## [SUPPLIED RECORDS]
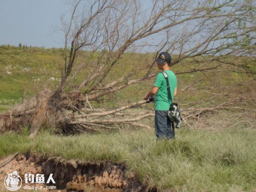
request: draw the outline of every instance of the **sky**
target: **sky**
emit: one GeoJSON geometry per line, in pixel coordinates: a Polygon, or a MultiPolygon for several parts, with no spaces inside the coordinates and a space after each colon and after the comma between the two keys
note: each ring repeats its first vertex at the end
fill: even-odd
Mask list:
{"type": "Polygon", "coordinates": [[[0,0],[0,45],[63,47],[57,29],[70,8],[62,0],[0,0]]]}

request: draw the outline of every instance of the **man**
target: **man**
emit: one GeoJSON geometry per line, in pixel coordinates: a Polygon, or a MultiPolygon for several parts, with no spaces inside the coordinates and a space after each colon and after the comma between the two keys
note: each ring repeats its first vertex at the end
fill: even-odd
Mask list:
{"type": "MultiPolygon", "coordinates": [[[[168,76],[172,97],[173,99],[177,93],[177,79],[174,73],[170,70],[171,65],[171,55],[167,52],[160,53],[155,61],[158,69],[164,71],[168,76]]],[[[168,116],[168,111],[172,100],[169,99],[166,80],[163,73],[160,73],[157,76],[154,87],[144,97],[145,100],[156,95],[155,106],[155,126],[157,139],[167,138],[172,139],[174,133],[172,130],[172,122],[168,116]]]]}

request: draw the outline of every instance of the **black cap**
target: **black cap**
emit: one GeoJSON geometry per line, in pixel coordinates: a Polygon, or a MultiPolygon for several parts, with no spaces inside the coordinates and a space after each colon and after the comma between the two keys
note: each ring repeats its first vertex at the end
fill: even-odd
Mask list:
{"type": "Polygon", "coordinates": [[[166,62],[171,64],[172,58],[171,55],[167,52],[162,52],[159,54],[158,58],[155,60],[155,61],[163,65],[166,62]]]}

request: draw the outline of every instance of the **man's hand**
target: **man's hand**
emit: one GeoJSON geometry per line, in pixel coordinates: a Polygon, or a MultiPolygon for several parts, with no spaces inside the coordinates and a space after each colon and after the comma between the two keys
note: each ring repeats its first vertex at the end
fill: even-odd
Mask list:
{"type": "Polygon", "coordinates": [[[148,94],[145,96],[144,99],[148,100],[148,97],[151,96],[153,96],[155,95],[156,93],[157,93],[157,91],[159,89],[159,87],[153,87],[151,90],[150,90],[150,91],[149,91],[148,94]]]}

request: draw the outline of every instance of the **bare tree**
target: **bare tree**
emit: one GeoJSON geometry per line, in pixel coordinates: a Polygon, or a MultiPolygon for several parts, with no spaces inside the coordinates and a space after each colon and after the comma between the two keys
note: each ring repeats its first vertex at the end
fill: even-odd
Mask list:
{"type": "MultiPolygon", "coordinates": [[[[46,119],[52,126],[70,130],[109,128],[111,124],[124,122],[148,127],[139,121],[153,115],[148,111],[134,118],[132,114],[129,118],[106,115],[142,101],[111,111],[88,108],[85,105],[90,106],[90,102],[102,96],[154,79],[157,75],[154,61],[163,50],[174,55],[173,64],[186,67],[186,70],[177,73],[178,75],[200,72],[205,74],[206,79],[220,71],[255,74],[255,70],[247,67],[247,64],[238,59],[246,57],[255,64],[256,9],[253,0],[154,0],[148,5],[136,0],[94,0],[90,3],[80,0],[71,3],[70,18],[67,19],[67,15],[61,17],[65,51],[62,78],[58,88],[53,91],[44,90],[37,99],[32,98],[2,114],[2,131],[29,124],[34,137],[46,119]],[[83,55],[83,61],[77,62],[85,50],[87,54],[86,56],[83,55]],[[154,52],[149,62],[136,64],[129,71],[113,76],[113,71],[125,52],[147,51],[154,52]],[[233,57],[232,61],[227,59],[230,55],[233,57]],[[92,60],[93,56],[94,59],[92,60]],[[79,84],[72,83],[85,71],[82,81],[79,84]],[[64,91],[67,86],[71,91],[64,91]],[[102,116],[108,117],[100,121],[95,119],[102,116]]],[[[203,80],[186,85],[182,91],[211,90],[209,86],[195,88],[203,80]]],[[[210,93],[212,96],[224,94],[210,93]]],[[[253,98],[246,99],[251,101],[253,98]]],[[[200,113],[219,110],[239,101],[234,97],[232,102],[199,110],[200,113]]],[[[200,113],[195,113],[198,110],[195,108],[195,103],[186,105],[188,116],[200,113]],[[192,113],[189,112],[191,110],[192,113]]]]}

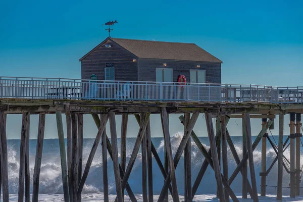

## [STATED EXERCISE]
Count the lines in the items above that contain the string "instance", matching case exactly. Give only the number.

## [ANSWER TO THIS EXERCISE]
5